The records below should be set down in full, please, without any change.

* * * * * * *

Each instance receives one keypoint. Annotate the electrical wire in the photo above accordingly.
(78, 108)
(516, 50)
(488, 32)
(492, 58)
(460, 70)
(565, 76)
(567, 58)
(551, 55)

* * * * * * *

#### [COMPLETED EXERCISE]
Each instance receives one keypoint. Annotate the electrical wire in the photo above accordingly.
(78, 108)
(516, 50)
(488, 32)
(492, 58)
(460, 70)
(565, 76)
(567, 58)
(551, 55)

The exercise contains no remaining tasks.